Data records:
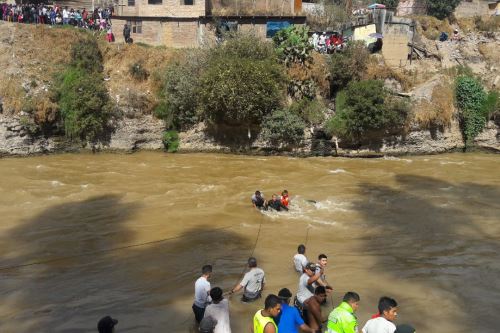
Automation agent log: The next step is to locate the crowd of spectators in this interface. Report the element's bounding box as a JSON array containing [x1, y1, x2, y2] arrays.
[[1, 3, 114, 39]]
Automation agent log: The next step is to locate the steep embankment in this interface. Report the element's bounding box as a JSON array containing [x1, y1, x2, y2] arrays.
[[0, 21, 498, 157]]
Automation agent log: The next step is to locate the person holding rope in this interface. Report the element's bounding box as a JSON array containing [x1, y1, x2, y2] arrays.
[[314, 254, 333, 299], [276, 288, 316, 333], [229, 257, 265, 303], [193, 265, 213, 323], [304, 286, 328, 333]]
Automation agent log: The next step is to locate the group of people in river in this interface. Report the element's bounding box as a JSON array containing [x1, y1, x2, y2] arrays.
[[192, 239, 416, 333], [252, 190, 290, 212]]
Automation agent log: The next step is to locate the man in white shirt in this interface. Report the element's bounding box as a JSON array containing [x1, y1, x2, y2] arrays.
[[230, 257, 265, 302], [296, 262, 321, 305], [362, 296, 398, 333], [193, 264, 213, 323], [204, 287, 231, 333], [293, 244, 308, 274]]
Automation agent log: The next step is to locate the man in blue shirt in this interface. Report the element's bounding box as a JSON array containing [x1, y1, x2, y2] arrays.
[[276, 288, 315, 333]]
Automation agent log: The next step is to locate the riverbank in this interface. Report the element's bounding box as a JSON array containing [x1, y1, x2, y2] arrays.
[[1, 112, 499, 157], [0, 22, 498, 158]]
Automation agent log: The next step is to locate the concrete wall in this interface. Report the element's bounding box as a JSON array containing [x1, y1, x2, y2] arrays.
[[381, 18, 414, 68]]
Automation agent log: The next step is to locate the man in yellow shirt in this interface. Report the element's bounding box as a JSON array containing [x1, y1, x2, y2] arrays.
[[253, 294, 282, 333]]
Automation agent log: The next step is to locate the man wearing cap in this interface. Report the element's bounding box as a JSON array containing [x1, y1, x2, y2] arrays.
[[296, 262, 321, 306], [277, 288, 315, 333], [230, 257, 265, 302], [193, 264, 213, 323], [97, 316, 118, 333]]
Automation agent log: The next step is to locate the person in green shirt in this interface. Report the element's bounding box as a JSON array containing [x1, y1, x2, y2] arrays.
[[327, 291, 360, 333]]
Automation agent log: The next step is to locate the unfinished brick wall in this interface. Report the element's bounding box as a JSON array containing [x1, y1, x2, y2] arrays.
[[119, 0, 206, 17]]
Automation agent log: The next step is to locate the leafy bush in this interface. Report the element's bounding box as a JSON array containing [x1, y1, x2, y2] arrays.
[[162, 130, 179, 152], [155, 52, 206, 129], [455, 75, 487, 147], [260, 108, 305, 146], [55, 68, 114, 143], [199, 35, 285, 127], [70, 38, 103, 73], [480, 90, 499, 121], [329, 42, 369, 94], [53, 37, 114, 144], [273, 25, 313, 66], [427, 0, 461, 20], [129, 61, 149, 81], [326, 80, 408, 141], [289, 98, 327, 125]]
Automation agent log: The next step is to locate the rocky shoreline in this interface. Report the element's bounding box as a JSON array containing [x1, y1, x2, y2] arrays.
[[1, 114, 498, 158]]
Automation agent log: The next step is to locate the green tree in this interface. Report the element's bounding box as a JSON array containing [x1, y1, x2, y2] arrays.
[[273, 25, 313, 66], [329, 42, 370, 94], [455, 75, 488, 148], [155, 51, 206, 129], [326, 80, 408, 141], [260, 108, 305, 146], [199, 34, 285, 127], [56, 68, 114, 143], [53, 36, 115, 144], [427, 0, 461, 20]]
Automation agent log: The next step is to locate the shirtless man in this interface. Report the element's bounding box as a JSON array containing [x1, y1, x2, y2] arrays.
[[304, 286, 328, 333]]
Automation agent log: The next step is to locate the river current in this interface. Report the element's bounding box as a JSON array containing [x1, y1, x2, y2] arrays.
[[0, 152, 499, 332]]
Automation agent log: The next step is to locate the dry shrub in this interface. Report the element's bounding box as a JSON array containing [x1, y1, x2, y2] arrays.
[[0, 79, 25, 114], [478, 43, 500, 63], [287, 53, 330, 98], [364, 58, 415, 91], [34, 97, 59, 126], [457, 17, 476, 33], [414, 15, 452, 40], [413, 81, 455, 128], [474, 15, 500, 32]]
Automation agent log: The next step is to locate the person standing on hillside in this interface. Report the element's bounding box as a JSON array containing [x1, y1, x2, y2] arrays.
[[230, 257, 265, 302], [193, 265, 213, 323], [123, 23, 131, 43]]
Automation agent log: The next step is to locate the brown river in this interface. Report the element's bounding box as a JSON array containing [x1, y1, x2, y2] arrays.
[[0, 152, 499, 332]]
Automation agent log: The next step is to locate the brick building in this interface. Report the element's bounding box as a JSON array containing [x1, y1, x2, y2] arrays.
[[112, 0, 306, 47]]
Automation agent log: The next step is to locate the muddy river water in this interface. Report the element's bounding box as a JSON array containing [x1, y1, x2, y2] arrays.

Task to carry out: For each record, return its text exactly and leave any picture out.

Result of this task:
Automation agent log: The next step is to locate the crowd of spectators in this interface. Report the element's bounding box as a JSON array containing [x1, y1, x2, y2] arrays.
[[1, 3, 114, 39]]
Automation agent log: The next step is to locate the steep embankment in this interface. Report the element's bounding box as a JSON array containing [x1, y1, x2, y2] arrays.
[[0, 21, 498, 157]]
Automation agent log: The next step is to locate the person holding rope in this interface. Report the element's bounding box as a JSON array containing [x1, y1, x2, y2] arrays.
[[314, 254, 333, 299], [276, 288, 316, 333], [229, 257, 265, 303], [193, 265, 213, 323], [304, 286, 328, 333]]
Automation agent log: The next step is to locate the group of people in river in this interface. Report the element's bounding box as a JSON array containing [x1, y1, x2, y2] arrays.
[[192, 239, 416, 333], [252, 190, 290, 212]]
Automation agent log: The next step is to locate the man in white shirt in this interface. Report the element's bounding box as a JSON array containing [x1, y1, x2, y2] arrays.
[[230, 257, 265, 302], [296, 262, 321, 305], [362, 296, 398, 333], [193, 264, 213, 323], [204, 287, 231, 333], [293, 244, 308, 274]]
Automation agent log: The next step is to locate the man in blue shirt in this interface. Report the element's bounding box as a JSON array containing [x1, y1, x2, y2] arrays.
[[276, 288, 315, 333]]
Automation agent log: The next step is to locate the riverbank in this interface. Report the element's bounding box as a JSON array containing [x1, y1, x2, y2] arrays.
[[1, 112, 499, 157], [0, 22, 498, 158]]
Automation agent log: The next step is to locate the concrete wall in this interface. Report the element's bounding box as a JSON array containing [x1, y1, x2, y2] arrays.
[[381, 18, 414, 68]]
Automation agent log: The next step is to locate the man in yellow shirt in this interface. Report the element's bounding box as a JSON array containing [x1, y1, x2, y2] arrays.
[[253, 294, 282, 333]]
Automation agent log: The next step is to locate the man wearing cap in this interface. Report the element's bounding box as a JSON array containing [x1, y1, x2, y2] arrays.
[[296, 262, 321, 306], [277, 288, 315, 333], [230, 257, 265, 302], [193, 264, 213, 323], [97, 316, 118, 333]]
Automation agent log: The next step is to locate the person in green shirt in this interface. Report the element's bounding box as a JSON array containing [x1, y1, x2, y2] arrays.
[[327, 291, 360, 333]]
Automation agent log: The next step is to locate the unfinished brick wall in this interface. Report the element's bounding box as a JSON array containing [x1, y1, x2, y2] arrays.
[[119, 0, 206, 17]]
Automation agent log: The next step is to locate the leafy bush in this interface. Report the element's bounding box as a JSON array containing [x1, y1, x2, y2] arrays.
[[162, 130, 179, 152], [155, 52, 206, 129], [455, 75, 487, 147], [260, 108, 305, 146], [55, 68, 114, 143], [199, 35, 285, 127], [70, 38, 103, 73], [480, 90, 499, 121], [329, 42, 369, 94], [53, 37, 114, 144], [273, 25, 313, 66], [427, 0, 461, 20], [129, 61, 149, 81], [326, 80, 408, 141], [289, 98, 327, 125]]
Automation agent log: The next step is to locate the rocky shoreline in this interface. Report the element's bounding box as a JSON array containing [x1, y1, x2, y2] arrays.
[[1, 114, 498, 158]]
Automation agent log: The next step is to locate the green tree in this interface. Report the element's bounding box as a JSON array containing [x1, y1, x2, y2] arrays.
[[273, 25, 313, 66], [329, 42, 370, 94], [455, 75, 488, 148], [155, 51, 206, 129], [326, 80, 408, 141], [260, 108, 305, 146], [199, 34, 285, 127], [56, 68, 114, 143], [53, 36, 115, 144], [427, 0, 461, 20]]
Automation agent log: The next step is to locate the shirtless man in this interface. Report the element's bounding box as a JSON array containing [x1, y1, x2, y2] arrays.
[[304, 286, 328, 333]]
Automation agent log: The next step is to locate the river current in this interface. Report the element's bounding box as a JSON array containing [x1, y1, x2, y2] arrays.
[[0, 152, 499, 332]]
Automation agent log: The next step is to locate the dry shrub in this interface. Report the element's bounding box as a JSON array containing [x1, y1, x2, y2] arrays.
[[0, 79, 25, 114], [478, 43, 500, 63], [287, 53, 330, 98], [364, 58, 415, 91], [34, 97, 59, 126], [457, 17, 476, 33], [414, 15, 452, 40], [413, 81, 455, 128], [474, 15, 500, 32]]
Automation agent log: The next step is to locate the person standing on hillside in this interface. Report the element's bounding box as a JSON array containing [x1, y1, x2, y2] arrays.
[[230, 257, 265, 302], [193, 265, 213, 323], [123, 23, 131, 43]]
Automation agent log: The next step is to locate the brown river in this interface. Report the element's bounding box as a JSON array containing [x1, y1, x2, y2] arrays.
[[0, 152, 499, 332]]
Automation agent log: The next step is to locate the brick building in this interface. Report the element's bounding box as a JSON array containing [x1, y1, x2, y2] arrays.
[[112, 0, 306, 47]]
Automation agent log: The next step is to locate the muddy river water in this interface. Report the element's bounding box as a JSON array containing [x1, y1, x2, y2] arrays.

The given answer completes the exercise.